— Task statement —
Every line from the line containing "Return its bounding" to the end of the data must appear in the answer exactly as it appears there, and nothing else.

Information section start

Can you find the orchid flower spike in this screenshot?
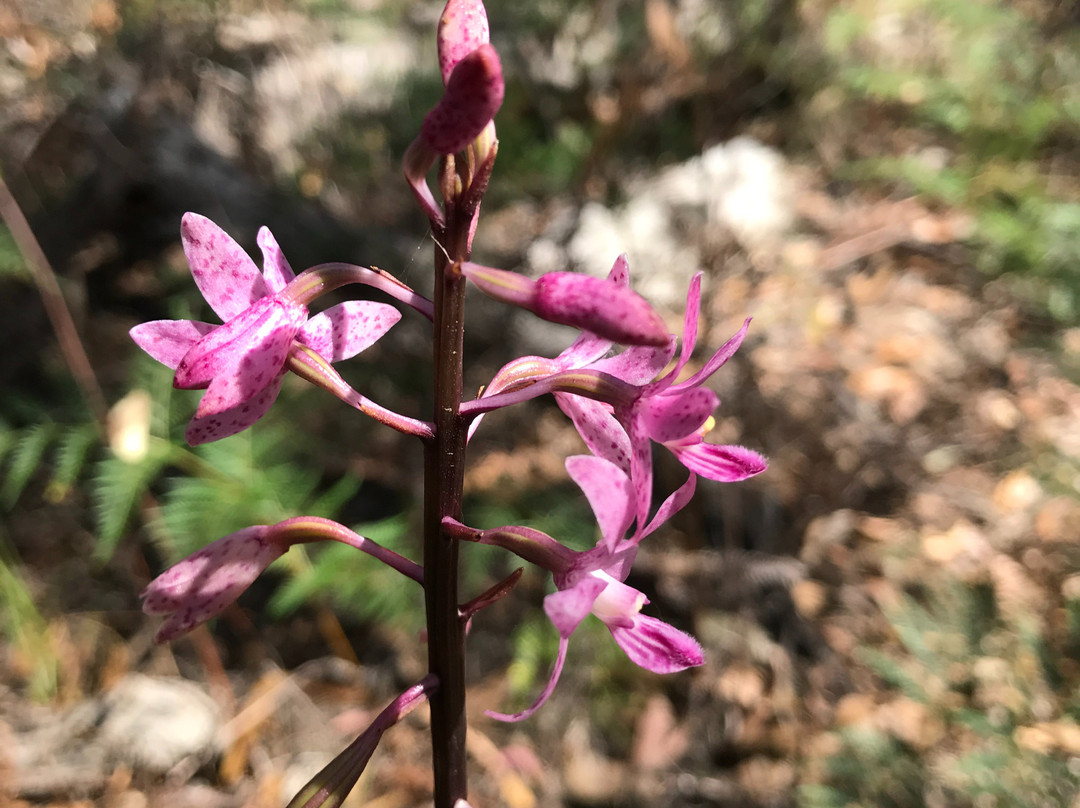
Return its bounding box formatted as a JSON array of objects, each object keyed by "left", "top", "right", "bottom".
[
  {"left": 142, "top": 516, "right": 422, "bottom": 643},
  {"left": 130, "top": 214, "right": 401, "bottom": 444},
  {"left": 485, "top": 455, "right": 702, "bottom": 722},
  {"left": 459, "top": 261, "right": 669, "bottom": 347}
]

Information section end

— Exercise output —
Return its bounding box formatted as a JSON array of objects, each object keyed by "left", "top", "right", "bottom".
[
  {"left": 142, "top": 516, "right": 422, "bottom": 643},
  {"left": 130, "top": 214, "right": 401, "bottom": 444},
  {"left": 485, "top": 455, "right": 702, "bottom": 722},
  {"left": 459, "top": 261, "right": 669, "bottom": 347}
]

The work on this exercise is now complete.